- [Excerpted passage]
'''
Solubilization of rat brain receptors

Adult rats were killed by an overdose of pentobarbital sodium or CO2 inhalation according to the guidelines of the University of California Animal Use Committee. After killing the rats, the entire brain was removed and frozen immediately in liquid nitrogen. Homogenates were prepared from the frozen brains using a previous protocol (Gerzanich et al., 1995). The brain homogenates were stored at −80°C in a lysis buffer containing (mM): NaCl 50, Na phosphate buffer 50, EGTA 5, EDTA 5, 2% Triton X-100, and Complete™ protease inhibitor (1 tablet per 40 ml of lysis buffer, Boehringer Mannheim, Indianapolis, IN, U.S.A.). We used a CuSO4 assay (Micro BCA Protein Assay, Pierce, Rockford, IL, U.S.A.) to measure the homogenate total protein concentration.

Oocyte expression

Stage V–VI oocytes were surgically isolated from anaesthetized Xenopus using a previous protocol (Quick & Lester, 1994) in accordance with the guidelines of the University of California Animal Use Committee. Capped rat α4-1 and β2 cRNAs were synthesized in vitro from linearized pBluescript plasmids using the mMessage mMachine RNA transcription kit (Ambion, Austin, TX, U.S.A.). The most probable subunit stoichiometry for α4β2 receptors expressed in Xenopus oocytes is (α4)2(β2)3 (Cooper et al., 1991). Therefore, we injected the α4 and β2 cRNAs in a 2 : 3 (weight/weight) stoichiometric ratio. Each oocyte received 15 ng of α4-1 RNA and 22.5 ng of β2 RNA. The injected oocytes were incubated for 2–3 days in a modified Barth's solution (mM): NaCl 96, HEPES 5, Na-pyruvate 2.5, KCl 2, CaCl2 1.8, MgCl2 1, 2.5 μg ml−1 gentamycin, 5% horse serum, pH 7.4 at 18°C. The oocytes were then solubilized as previously described (Peng et al., 1994; Gerzanich et al., 1995) using the same buffer that we used for the rat brain receptors (see above).

Adenoviral expression in CV-1 cells

Recombinant adenoviruses encoding the rat nicotinic α4 subunit (Adtetα4), the rat nicotinic β2 subunit (Adtetβ2), and the tetracycline-dependent trans-activator (AdtTA) were prepared as described previously (Neering et al., 1996; Hardy et al., 1997) using a tetracycline-regulated promoter (Gossen & Bujard, 1992), rather than a simple CMV one. Recombinant adenoviruses were purified from infected HEK cells using a CsCl gradient (Jones & Shenk, 1979). The virus titer was determined from the OD260 (1 OD unit=5×1010 plaque-forming units (p.f.u.) in HeLa cells). Ten p.f.u. of each virus (Adtetα4, Adtetβ2, AdtTA) were added per cell to a just confluent CV-1 monolayer to express the α4β2 receptors. After a 24 h incubation, the cells were washed with PBS, frozen at −80°C, and then thawed in the lysis buffer (above). After thawing and lysis, the homogenate was centrifuged at 13,000 r.p.m. The supernatant was removed and frozen at −80°C.
'''
- [Provided material]
'''
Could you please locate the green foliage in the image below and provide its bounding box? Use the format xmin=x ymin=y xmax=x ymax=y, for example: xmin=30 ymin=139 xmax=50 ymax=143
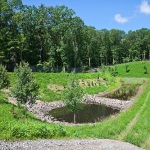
xmin=113 ymin=61 xmax=150 ymax=78
xmin=64 ymin=74 xmax=83 ymax=123
xmin=0 ymin=64 xmax=9 ymax=89
xmin=144 ymin=66 xmax=148 ymax=74
xmin=82 ymin=66 xmax=89 ymax=73
xmin=12 ymin=62 xmax=39 ymax=103
xmin=125 ymin=64 xmax=130 ymax=73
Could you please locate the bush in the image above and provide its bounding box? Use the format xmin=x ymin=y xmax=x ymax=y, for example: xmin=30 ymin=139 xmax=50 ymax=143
xmin=0 ymin=64 xmax=9 ymax=89
xmin=12 ymin=62 xmax=39 ymax=103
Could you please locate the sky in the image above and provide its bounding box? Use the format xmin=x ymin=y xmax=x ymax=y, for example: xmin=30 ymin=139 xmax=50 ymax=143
xmin=22 ymin=0 xmax=150 ymax=32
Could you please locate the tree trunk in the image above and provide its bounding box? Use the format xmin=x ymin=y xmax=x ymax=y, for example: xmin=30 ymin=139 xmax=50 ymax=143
xmin=73 ymin=111 xmax=76 ymax=123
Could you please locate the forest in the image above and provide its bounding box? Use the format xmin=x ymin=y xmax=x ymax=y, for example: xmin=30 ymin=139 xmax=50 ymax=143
xmin=0 ymin=0 xmax=150 ymax=72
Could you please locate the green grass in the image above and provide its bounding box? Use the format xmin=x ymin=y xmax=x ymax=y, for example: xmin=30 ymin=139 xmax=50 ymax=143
xmin=9 ymin=73 xmax=119 ymax=102
xmin=113 ymin=61 xmax=150 ymax=78
xmin=0 ymin=62 xmax=150 ymax=149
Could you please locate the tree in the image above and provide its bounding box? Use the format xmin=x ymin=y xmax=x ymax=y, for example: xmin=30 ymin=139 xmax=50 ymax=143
xmin=0 ymin=64 xmax=9 ymax=89
xmin=12 ymin=62 xmax=39 ymax=103
xmin=64 ymin=75 xmax=83 ymax=123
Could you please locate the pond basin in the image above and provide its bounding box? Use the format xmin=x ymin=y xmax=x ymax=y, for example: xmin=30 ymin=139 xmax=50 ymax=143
xmin=49 ymin=104 xmax=119 ymax=123
xmin=104 ymin=84 xmax=140 ymax=101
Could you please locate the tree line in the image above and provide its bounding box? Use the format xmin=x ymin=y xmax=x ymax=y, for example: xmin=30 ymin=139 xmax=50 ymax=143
xmin=0 ymin=0 xmax=150 ymax=72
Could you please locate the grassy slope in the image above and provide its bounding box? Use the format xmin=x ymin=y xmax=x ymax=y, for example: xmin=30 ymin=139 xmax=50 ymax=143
xmin=115 ymin=61 xmax=150 ymax=78
xmin=9 ymin=73 xmax=119 ymax=101
xmin=0 ymin=62 xmax=150 ymax=149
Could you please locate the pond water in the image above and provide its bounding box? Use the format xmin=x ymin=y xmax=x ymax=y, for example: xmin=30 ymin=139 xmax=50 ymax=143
xmin=104 ymin=84 xmax=140 ymax=100
xmin=49 ymin=104 xmax=119 ymax=123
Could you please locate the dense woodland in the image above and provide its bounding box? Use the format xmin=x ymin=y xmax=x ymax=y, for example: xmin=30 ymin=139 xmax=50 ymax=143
xmin=0 ymin=0 xmax=150 ymax=72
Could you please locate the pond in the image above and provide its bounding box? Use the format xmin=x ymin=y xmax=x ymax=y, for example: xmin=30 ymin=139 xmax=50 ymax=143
xmin=49 ymin=104 xmax=119 ymax=123
xmin=104 ymin=84 xmax=140 ymax=100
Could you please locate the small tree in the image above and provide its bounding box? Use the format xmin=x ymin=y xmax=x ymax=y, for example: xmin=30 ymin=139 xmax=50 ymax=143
xmin=12 ymin=62 xmax=39 ymax=103
xmin=0 ymin=64 xmax=9 ymax=89
xmin=64 ymin=75 xmax=83 ymax=123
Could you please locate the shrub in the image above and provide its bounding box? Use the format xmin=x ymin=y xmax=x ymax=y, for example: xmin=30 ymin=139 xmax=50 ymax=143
xmin=12 ymin=62 xmax=39 ymax=103
xmin=0 ymin=64 xmax=9 ymax=89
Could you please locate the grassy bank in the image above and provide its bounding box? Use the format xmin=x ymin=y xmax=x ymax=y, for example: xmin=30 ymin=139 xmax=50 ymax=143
xmin=0 ymin=62 xmax=150 ymax=149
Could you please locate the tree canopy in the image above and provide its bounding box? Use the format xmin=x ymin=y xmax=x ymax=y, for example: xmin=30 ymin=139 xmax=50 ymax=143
xmin=0 ymin=0 xmax=150 ymax=72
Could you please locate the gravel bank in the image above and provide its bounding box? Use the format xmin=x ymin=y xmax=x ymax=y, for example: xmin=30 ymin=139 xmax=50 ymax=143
xmin=0 ymin=139 xmax=142 ymax=150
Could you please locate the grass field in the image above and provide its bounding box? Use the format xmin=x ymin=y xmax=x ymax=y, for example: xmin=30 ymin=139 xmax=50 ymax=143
xmin=0 ymin=62 xmax=150 ymax=149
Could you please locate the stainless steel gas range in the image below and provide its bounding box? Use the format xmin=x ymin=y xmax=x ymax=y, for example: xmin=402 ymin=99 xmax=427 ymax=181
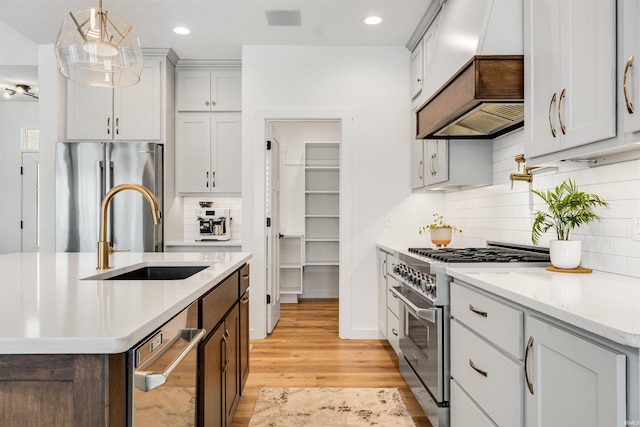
'''
- [Exercise tasks]
1. Output the methods excerpt between "Solubilization of rat" and "total protein concentration.", inclusive.
2. In the methods excerpt, how much β2 RNA did each oocyte receive?
3. Extend the methods excerpt on receptor preparation past its final sentence.
The items are drawn from a different source than the methods excerpt.

- [Answers below]
1.
Solubilization of rat brain receptors

Adult rats were killed by an overdose of pentobarbital sodium or CO2 inhalation according to the guidelines of the University of California Animal Use Committee. After killing the rats, the entire brain was removed and frozen immediately in liquid nitrogen. Homogenates were prepared from the frozen brains using a previous protocol (Gerzanich et al., 1995). The brain homogenates were stored at −80°C in a lysis buffer containing (mM): NaCl 50, Na phosphate buffer 50, EGTA 5, EDTA 5, 2% Triton X-100, and Complete™ protease inhibitor (1 tablet per 40 ml of lysis buffer, Boehringer Mannheim, Indianapolis, IN, U.S.A.). We used a CuSO4 assay (Micro BCA Protein Assay, Pierce, Rockford, IL, U.S.A.) to measure the homogenate total protein concentration.

2. 22.5 ng

3.
Vaccinia viral expression in CV-1 cells

The rat α4 and β2 subunits cDNAs were excised from pBluescript and subcloned into the vaccinia expression vector pTM1 (Elroy-Stein et al., 1989) to obtain the cDNA plasmids pTM1α4 and pTM1β2. Expression in pTM1 is under the control of a T7 RNA polymerase promoter, aided by cap-independent translation conferred by the encephalomyocarditis virus 5′ untranslated leader sequence (Elroy-Stein et al., 1989). CV-1 cells, grown to 60–70% confluence in 83 cm2 flasks in a 5% CO2 incubator, were infected with the recombinant vaccinia virus VTF7-3 (Fuerst et al., 1986). The cells were infected at a multiplicity of infection of five viral particles per cell for 30 min at 37°C in serum-free MEM medium supplemented with non-essential amino acids and sodium pyruvate. VTF7-3 is a recombinant virus that continuously expresses T7 RNA polymerase in infected cells. After infection, CV-1 cells were washed three times in MEM medium and each flask was transfected with 4 μg of pTM1α4, 4 μg of pTM1β2, and 24 μl lipofectin in serum-free MEM medium. The DNA-lipofectin mixture was allowed to adsorb to the cells for 16 h at 37°C. After this incubation, the CV-1 cells were washed three times and allowed to recover in MEM medium supplemented with 0.1 mM non-essential amino acids, 1 mM sodium pyruvate, streptomycin (100 mg ml−1), and penicillin (100 units ml−1). After recovery, the infected-transfected cells were frozen at −80°C prior to solubilization in the same buffer used for the oocyte and rat brain experiments.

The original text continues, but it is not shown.